Aim of the task:
Write out all records as given; omit images.

--- Material provided ---

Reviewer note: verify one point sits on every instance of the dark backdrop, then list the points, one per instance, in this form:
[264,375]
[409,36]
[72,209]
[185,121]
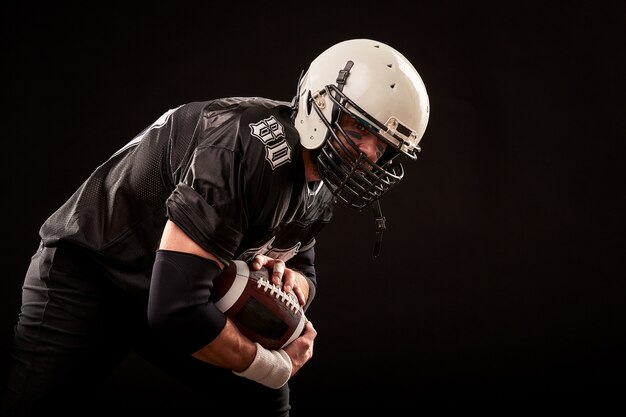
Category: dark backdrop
[501,281]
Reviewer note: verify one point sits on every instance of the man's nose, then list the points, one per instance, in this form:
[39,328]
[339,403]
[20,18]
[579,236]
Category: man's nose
[368,145]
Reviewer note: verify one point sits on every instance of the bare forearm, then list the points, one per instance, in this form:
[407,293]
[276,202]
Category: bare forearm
[230,349]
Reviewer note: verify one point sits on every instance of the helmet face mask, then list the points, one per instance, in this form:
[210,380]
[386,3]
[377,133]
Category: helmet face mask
[376,86]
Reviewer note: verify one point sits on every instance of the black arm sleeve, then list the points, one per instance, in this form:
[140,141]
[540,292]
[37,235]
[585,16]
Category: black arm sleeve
[304,262]
[179,309]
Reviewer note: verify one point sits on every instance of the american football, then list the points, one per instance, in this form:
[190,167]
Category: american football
[262,311]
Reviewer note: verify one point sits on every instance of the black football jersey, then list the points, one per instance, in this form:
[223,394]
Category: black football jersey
[229,172]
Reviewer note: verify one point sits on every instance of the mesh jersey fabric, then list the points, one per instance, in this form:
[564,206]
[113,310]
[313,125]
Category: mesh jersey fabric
[229,172]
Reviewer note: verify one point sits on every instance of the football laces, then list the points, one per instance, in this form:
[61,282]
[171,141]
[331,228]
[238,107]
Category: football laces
[286,298]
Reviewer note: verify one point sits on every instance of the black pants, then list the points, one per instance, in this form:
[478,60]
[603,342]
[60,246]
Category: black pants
[76,326]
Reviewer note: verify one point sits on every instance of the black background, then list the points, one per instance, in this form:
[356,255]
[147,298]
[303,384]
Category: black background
[501,281]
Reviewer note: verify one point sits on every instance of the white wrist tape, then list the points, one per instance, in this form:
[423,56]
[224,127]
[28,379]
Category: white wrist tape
[271,368]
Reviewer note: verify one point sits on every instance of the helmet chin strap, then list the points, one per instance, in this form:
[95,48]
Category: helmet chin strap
[380,227]
[379,219]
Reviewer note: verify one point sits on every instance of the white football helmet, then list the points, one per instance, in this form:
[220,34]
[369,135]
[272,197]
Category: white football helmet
[381,89]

---

Result for this exercise:
Reviewer note: verify one point sits on every instance of the dark backdrop, then list the points, one per instance, in this form:
[264,375]
[409,36]
[72,209]
[185,121]
Category: dark backdrop
[501,281]
Reviewer note: verify one point sits on every instance of the man's nose, then list the points, one per instance, in this form:
[39,328]
[339,403]
[20,18]
[579,236]
Category: man's nose
[368,145]
Reviewer note: verify one point sits on every instance of the bare forearm, then list the points, one per instance, in this form:
[407,293]
[276,202]
Category: bare forearm
[230,349]
Reviewer note: verify one point sits on every instance of the helmet face mask, then list the points, one per instance, in this form:
[210,380]
[386,3]
[377,133]
Category: helmet face mask
[376,86]
Reviewer note: verify one point sits on every instance of the black arm sleeve, then list the points, one per instance, in this form:
[140,141]
[540,292]
[37,235]
[585,16]
Category: black arm sleeve
[304,262]
[179,309]
Reviewer note: verify one point sits on every instance of the american football, then list the points, one per instance, in this form:
[190,167]
Category: american football
[262,311]
Reviewer note: verify one point sits on every instance of the black football jersey, then list the points, one per instance, in this form:
[223,394]
Category: black football jersey
[229,172]
Reviewer note: verify one point sits on every instance of the mesh jersey fabric, then list the points, one per instance, in this form:
[564,206]
[113,310]
[313,125]
Category: mesh jersey fabric
[229,172]
Reviewer note: verify one point sits on every instance of the football laces, then list the points, one per instance, in this form:
[61,282]
[171,141]
[331,228]
[238,107]
Category: football laces
[286,298]
Reviewer note: verify one point sits on every instance of the black pants, then list the points, one per instance, in this form:
[478,60]
[603,342]
[60,246]
Category: black pants
[76,326]
Reviewer note: verify one point sits on every instance of the black background, then list the points, one per instance, in this form:
[356,255]
[147,298]
[303,384]
Category: black background
[501,281]
Reviewer note: verify one point sits on every instance of the white wrist tape, then list the points, one per instance, in this form:
[423,56]
[224,127]
[28,379]
Category: white wrist tape
[271,368]
Reviewer note: verify one point sits on every instance of the helmet chin strap, then list the points, one per instance, in this form:
[95,48]
Category: helmet chin strap
[380,227]
[379,219]
Reviewer note: verify one point sits on every instance of the white football helmet, then list the points, one per instance, in this form:
[220,34]
[369,135]
[272,197]
Category: white football helmet
[381,89]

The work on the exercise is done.